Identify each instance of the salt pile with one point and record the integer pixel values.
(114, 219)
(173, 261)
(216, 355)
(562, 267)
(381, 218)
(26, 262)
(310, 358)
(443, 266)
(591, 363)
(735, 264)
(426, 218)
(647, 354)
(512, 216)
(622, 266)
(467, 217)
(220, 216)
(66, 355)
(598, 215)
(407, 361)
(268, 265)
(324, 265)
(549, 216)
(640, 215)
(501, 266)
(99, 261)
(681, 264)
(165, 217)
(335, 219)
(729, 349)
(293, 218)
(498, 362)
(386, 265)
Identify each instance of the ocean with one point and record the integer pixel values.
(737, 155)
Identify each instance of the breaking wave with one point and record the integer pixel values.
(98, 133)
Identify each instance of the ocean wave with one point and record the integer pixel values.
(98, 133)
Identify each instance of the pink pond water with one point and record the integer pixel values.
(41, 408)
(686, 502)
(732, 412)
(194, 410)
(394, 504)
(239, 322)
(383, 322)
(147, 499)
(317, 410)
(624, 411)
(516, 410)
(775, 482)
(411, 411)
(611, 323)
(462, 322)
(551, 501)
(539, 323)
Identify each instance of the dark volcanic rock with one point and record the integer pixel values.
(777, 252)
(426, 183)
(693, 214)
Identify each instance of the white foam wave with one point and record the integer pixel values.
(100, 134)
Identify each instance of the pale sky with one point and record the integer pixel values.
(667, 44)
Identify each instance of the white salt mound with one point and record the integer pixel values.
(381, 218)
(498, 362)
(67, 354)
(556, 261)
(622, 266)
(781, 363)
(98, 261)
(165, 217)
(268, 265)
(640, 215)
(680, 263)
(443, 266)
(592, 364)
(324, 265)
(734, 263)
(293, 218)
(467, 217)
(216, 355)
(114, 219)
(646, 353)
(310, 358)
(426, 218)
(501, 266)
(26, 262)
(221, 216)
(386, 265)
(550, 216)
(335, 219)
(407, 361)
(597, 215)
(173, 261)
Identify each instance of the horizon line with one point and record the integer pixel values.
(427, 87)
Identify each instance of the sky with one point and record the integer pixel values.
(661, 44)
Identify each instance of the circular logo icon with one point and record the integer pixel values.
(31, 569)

WHAT IS REQUIRED -> Can you reproduce all the material exactly?

WORKED SOLUTION ->
Identify each instance of the salt pile with one point and record the integer pixel values.
(114, 219)
(173, 261)
(216, 355)
(562, 267)
(381, 218)
(26, 262)
(310, 358)
(443, 266)
(591, 363)
(735, 264)
(426, 218)
(647, 354)
(512, 216)
(622, 266)
(467, 217)
(220, 216)
(66, 355)
(598, 215)
(407, 361)
(268, 265)
(324, 265)
(549, 216)
(640, 215)
(501, 266)
(99, 261)
(681, 264)
(165, 217)
(335, 219)
(729, 349)
(293, 218)
(498, 362)
(386, 265)
Identify each instance of the ocean with one point and record the integer pixel values.
(737, 155)
Identify each instance of the breaking wave with one point and record the integer pixel values.
(98, 133)
Identify each instance of the ocean wave with one point and record the integer pixel values.
(98, 133)
Identify each instance of the pink pond water with one point and record the integer pixel values.
(41, 408)
(686, 502)
(732, 412)
(194, 410)
(394, 504)
(239, 322)
(383, 322)
(147, 499)
(317, 410)
(624, 411)
(516, 410)
(775, 482)
(411, 411)
(611, 323)
(462, 322)
(551, 501)
(539, 323)
Identify each instance of the dark volcanic rock with one point and record the integer pixel values.
(777, 252)
(426, 183)
(693, 214)
Identify each instance of the white foam wave with one point and record the integer pixel values.
(100, 134)
Identify each instance of the pale sky with one point and record the integer pixel values.
(667, 44)
Identify each instance of the white salt mound with one point and record the integer pixel values.
(381, 218)
(498, 362)
(67, 354)
(556, 261)
(622, 266)
(781, 363)
(98, 261)
(165, 217)
(268, 265)
(640, 215)
(680, 263)
(443, 266)
(592, 364)
(324, 265)
(734, 263)
(293, 218)
(467, 217)
(216, 355)
(114, 219)
(646, 353)
(310, 358)
(426, 218)
(501, 266)
(26, 262)
(221, 216)
(386, 265)
(550, 216)
(335, 219)
(407, 361)
(597, 215)
(173, 261)
Identify each instance of the horizon line with one point and record the integer pixel values.
(427, 87)
Identify each instance of the sky with one point and record the integer pixel values.
(661, 44)
Identify each instance of the circular logo icon with one point and record the integer pixel values.
(31, 569)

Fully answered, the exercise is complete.